**EXTRAIT**
▬▬▬▬▬▬

Ces différentes notions ne sont pas incompatibles les unes des autres et peuvent être combinées. Cardspace par exemple peut être employé en complément d’Open ID pour couvrir des scénarios non assurés par ce dernier.

 

Quels sont les bénéfices de chacun des systèmes respectivement pour l’utilisateur final et pour les sites et services tiers ?

 

Systèmes d’identité propriétaires et centralisés des grands services internet (Live ID, Yahoo, Orange,…)

Bénéfices utilisateur final :

  • Identification unique sur l’ensemble des sites liés,
  • Identification automatique (cookie ou lancement automatique du client pc/mobile local par exemple avec Messenger),
  • Intégration transversale des services (messagerie instantané sur un blog par exemple).

Bénéfice service tiers :

  • A ce jour il n’existe pas de délégation de l’identité dans des services de masse à l’exception de relation de partenariat étroite (et donc non généralisable) comme par exemple entre Orange et Microsoft avec Orange Windows Live Messenger.
  • Permet d’identifier des clients externes aux services tiers déjà identifié par les grands services internet

 

OpenID

Bénéfice utilisateur final :

  • Un seul identifiant pour l’ensemble des sites visités
  • Réutilisation des informations d’identité véhiculées (« credentials »)

Bénéfice service tiers :

  • Facilite la souscription (réutilisation de l’identifiant et des information de profil)
  • Permet d’utiliser plus largement l’identification dans le service (car facile à mettre en œuvre et plus fiable que le cookie)
  • Garantie de continuité du profil utilisateur (marketing, historique comportement)

▬▬▬▬▬▬

**À COMPLÉTER**
**a)** Relevez, dans l'extrait sur les systèmes d'identité, les grands services internet cités entre parenthèses après « Systèmes d'identité propriétaires et centralisés des grands services internet ».
**b)** Rédigez la suite de l'extrait sur les systèmes d'identité en reprenant juste après sa dernière phrase.
La liste qui suit n'a aucun rapport avec l'extrait.

▬▬▬▬▬▬

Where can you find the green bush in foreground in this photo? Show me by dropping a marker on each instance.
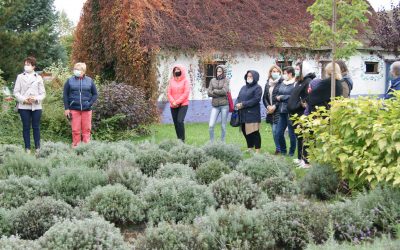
(169, 236)
(93, 233)
(116, 204)
(176, 200)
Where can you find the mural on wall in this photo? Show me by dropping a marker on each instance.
(372, 77)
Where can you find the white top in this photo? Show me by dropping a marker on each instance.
(29, 84)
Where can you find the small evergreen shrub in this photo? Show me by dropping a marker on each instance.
(15, 243)
(296, 223)
(190, 155)
(127, 174)
(24, 164)
(235, 188)
(176, 200)
(278, 186)
(33, 219)
(169, 144)
(171, 170)
(168, 236)
(15, 191)
(48, 148)
(74, 184)
(234, 227)
(382, 205)
(116, 204)
(350, 224)
(261, 167)
(150, 160)
(211, 171)
(230, 154)
(5, 222)
(321, 181)
(93, 233)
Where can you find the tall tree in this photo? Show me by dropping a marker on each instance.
(336, 24)
(27, 29)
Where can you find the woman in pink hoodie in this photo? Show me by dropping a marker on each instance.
(178, 97)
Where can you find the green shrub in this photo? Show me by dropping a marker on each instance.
(261, 167)
(168, 236)
(101, 154)
(190, 155)
(5, 222)
(74, 184)
(296, 223)
(230, 154)
(362, 149)
(15, 191)
(116, 204)
(235, 188)
(382, 205)
(170, 170)
(350, 224)
(127, 174)
(278, 186)
(211, 171)
(150, 160)
(169, 144)
(95, 233)
(24, 164)
(320, 181)
(234, 228)
(176, 200)
(48, 148)
(33, 219)
(15, 243)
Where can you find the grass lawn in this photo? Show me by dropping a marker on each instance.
(197, 134)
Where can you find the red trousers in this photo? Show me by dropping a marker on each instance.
(81, 124)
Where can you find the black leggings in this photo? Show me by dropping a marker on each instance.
(253, 139)
(178, 115)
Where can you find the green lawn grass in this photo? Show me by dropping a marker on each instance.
(197, 134)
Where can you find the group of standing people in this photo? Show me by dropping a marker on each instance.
(79, 95)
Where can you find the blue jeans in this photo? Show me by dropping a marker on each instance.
(28, 118)
(275, 135)
(215, 111)
(284, 123)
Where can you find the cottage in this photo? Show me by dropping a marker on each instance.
(242, 35)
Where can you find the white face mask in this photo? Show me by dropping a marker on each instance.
(77, 73)
(285, 77)
(28, 68)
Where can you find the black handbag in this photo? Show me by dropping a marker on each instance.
(235, 118)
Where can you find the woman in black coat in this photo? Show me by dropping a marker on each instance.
(248, 104)
(271, 105)
(297, 105)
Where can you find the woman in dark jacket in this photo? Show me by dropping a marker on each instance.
(248, 104)
(270, 92)
(297, 105)
(320, 95)
(284, 93)
(80, 93)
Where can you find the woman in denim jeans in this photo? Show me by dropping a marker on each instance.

▬▬▬▬▬▬

**RÉSULTATS PAR TÂCHE**
**a)** Live ID, Yahoo, Orange

**b)**
    • Continuité du profil si le cookie est effacé ou en cas de multi-équipement
    • Non recréation et multiplication des comptes pour un même utilisateur
  • Facilité d’implémentation et intégration avec des solutions tierces d’identité

 

Cardspace

L’ensemble des bénéfices d’OpenID est capitalisé par Cardspace (Cardspace est interopérable avec OpenID).

Benefice utilisateur final :

  • Selecteur d’identité :
    • Compréhension visuelle du mécanisme d’identité
    • Choix d’une identité (par exemple nominale, anonymisée ou certifiée par un tiers)
    • Maîtrise du processus de création ou de délivrance de l’identité (carte numérique crée en propre ou délivrée par un tiers, fournisseur d’identité numérique)
  • Mecanisme de sécurité (token, certificat)
    • Protection anti-piratage / vol identité (phishing dont le risque fort est reproché à Open ID)
    • Garantie de la non usurpation de l’identité : sites sociaux, communautés, réseaux sociaux

Bénéfices service tiers

  • Garantie forte de l’identité de l’utilisateur (mécanisme de vérification) : e-Commerce, transactions financières
  • Garantie et confidentialité des informations de profil mises à disposition : « carte managée » : e-Commerce, transactions financières, santé,…
  • Accessible / déployable sur l’ensemble des clients (Windows Vista, XP,Mac, Firefox et téléphone mobile mais aussi carte USB, carte à puce,…)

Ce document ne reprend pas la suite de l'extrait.